> [Stored data]
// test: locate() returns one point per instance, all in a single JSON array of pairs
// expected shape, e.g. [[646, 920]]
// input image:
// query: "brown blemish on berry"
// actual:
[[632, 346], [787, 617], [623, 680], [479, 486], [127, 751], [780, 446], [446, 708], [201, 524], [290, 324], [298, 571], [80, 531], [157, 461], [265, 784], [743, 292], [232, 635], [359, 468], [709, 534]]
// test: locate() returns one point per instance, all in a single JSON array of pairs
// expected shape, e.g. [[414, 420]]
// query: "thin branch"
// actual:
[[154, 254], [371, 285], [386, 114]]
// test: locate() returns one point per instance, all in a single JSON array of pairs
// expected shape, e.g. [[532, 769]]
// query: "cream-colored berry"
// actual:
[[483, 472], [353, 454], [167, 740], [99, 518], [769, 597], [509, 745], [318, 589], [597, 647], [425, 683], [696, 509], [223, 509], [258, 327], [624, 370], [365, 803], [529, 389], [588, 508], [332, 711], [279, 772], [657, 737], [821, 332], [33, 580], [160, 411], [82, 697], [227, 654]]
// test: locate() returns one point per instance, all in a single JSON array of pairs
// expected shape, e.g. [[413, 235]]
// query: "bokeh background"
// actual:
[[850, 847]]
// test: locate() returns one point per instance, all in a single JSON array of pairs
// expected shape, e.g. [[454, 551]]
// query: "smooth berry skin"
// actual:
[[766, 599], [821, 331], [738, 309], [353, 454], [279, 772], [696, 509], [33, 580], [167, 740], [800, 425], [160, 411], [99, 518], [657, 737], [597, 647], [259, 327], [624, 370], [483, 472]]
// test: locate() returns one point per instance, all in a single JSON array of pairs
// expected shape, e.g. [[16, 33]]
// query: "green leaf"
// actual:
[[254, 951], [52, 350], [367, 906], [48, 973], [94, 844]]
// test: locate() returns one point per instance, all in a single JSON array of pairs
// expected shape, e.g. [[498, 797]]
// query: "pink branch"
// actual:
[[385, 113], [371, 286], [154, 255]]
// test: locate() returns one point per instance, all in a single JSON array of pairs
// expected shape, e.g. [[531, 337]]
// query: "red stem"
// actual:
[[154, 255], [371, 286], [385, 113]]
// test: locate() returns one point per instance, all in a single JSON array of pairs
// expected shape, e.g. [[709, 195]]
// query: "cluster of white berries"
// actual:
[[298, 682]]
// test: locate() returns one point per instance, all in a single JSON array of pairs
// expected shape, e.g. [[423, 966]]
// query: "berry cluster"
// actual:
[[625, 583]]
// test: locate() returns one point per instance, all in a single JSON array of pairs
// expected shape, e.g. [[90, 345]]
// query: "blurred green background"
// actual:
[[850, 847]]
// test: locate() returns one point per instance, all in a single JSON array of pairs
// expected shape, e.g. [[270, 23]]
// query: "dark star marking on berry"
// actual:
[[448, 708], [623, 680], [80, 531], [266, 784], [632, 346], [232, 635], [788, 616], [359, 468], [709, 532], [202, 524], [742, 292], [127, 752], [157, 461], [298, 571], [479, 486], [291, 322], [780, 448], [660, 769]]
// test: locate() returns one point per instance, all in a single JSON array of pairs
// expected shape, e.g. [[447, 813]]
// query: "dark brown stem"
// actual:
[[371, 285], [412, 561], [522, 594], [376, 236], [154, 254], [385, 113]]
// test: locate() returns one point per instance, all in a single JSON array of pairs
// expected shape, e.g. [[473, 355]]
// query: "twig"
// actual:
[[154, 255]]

> [Task item] Find all the lines with "background" in the data and copy them.

> [Answer to the problem]
// query: "bokeh background"
// query: "blurred green background"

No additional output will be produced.